Publié par Pierre-Marie Meunier le 15 Mars 2013

Face aux blocages institutionnels de l’Union Européenne et des Nations-Unies, la France pourrait décider, en coordination avec la Grande-Bretagne, de fournir des armes à la rébellion syrienne. Un changement de position progressif depuis quelques mois, en réaction à l’inertie de l’UE mais aussi aux blocages russe et chinois du Conseil de sécurité à l’ONU.



C'est pour l'instant l'armement lourd et en particulier anti-char qui fait défaut aux insurgés, malgré quelques succès, comme ici à Alep..
C'est pour l'instant l'armement lourd et en particulier anti-char qui fait défaut aux insurgés, malgré quelques succès, comme ici à Alep..
Une comptabilité macabre nous amène aujourd’hui à un chiffre de 70 000 morts en deux ans, chiffre sur lequel s’accorde à peu près tous les observateurs, mais sans qu’il soit possible de savoir la répartition entre civils innocents, soldats du régime et rebelles. Bien qu’occulté par l’intervention Française au Mali, le conflit syrien et son cortège d’atrocités n’a pas diminué en intensité, bien au contraire. Aucun des deux camps ne semble pouvoir l’emporter à court terme, dans un conflit contre-insurrectionnel où chaque partie au conflit est accusée de crimes de guerre.

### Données
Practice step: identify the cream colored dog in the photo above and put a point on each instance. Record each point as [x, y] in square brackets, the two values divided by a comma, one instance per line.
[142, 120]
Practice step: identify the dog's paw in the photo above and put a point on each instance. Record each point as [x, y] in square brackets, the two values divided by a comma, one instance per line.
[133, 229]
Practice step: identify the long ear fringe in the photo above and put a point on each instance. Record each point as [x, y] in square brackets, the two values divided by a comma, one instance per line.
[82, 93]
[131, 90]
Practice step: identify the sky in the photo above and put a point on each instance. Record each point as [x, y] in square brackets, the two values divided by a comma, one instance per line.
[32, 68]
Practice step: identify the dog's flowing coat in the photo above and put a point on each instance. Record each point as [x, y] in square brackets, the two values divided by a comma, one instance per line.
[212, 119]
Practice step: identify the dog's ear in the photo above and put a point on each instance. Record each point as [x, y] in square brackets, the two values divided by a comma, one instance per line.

--

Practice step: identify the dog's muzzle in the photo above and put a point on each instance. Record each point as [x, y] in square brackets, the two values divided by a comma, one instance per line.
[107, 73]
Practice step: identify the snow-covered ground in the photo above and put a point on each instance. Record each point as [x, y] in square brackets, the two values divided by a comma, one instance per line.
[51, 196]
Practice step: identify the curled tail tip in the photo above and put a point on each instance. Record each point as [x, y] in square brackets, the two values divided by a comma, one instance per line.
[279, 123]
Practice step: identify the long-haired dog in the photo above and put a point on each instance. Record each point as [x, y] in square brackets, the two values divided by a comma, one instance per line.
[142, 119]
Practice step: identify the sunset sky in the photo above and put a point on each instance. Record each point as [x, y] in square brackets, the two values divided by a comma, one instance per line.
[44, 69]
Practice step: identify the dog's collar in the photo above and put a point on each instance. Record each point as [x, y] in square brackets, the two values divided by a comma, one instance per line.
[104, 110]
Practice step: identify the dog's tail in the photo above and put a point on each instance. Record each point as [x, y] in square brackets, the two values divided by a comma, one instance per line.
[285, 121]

### Énoncé 1
D'après le texte sur le conflit syrien, combien de morts compte-t-on en deux ans ?
### Énoncé 2
Recopiez le passage du texte sur le conflit syrien compris entre "Face aux blocages" et "sécurité à l’ONU.", ces deux segments inclus.
### Énoncé 3
Résumez le texte sur le conflit syrien en deux phrases.

### Résultat 1
70 000 morts.

### Résultat 2
Face aux blocages institutionnels de l’Union Européenne et des Nations-Unies, la France pourrait décider, en coordination avec la Grande-Bretagne, de fournir des armes à la rébellion syrienne. Un changement de position progressif depuis quelques mois, en réaction à l’inertie de l’UE mais aussi aux blocages russe et chinois du Conseil de sécurité à l’ONU.

### Résultat 3
Face aux blocages de l'Union européenne et de l'ONU, où la Russie et la Chine bloquent le Conseil de sécurité, la France pourrait décider avec la Grande-Bretagne de fournir des armes à la rébellion syrienne. Le conflit a fait environ 70 000 morts en deux ans sans diminuer d'intensité, et aucun des deux camps ne semble pouvoir l'emporter à court terme.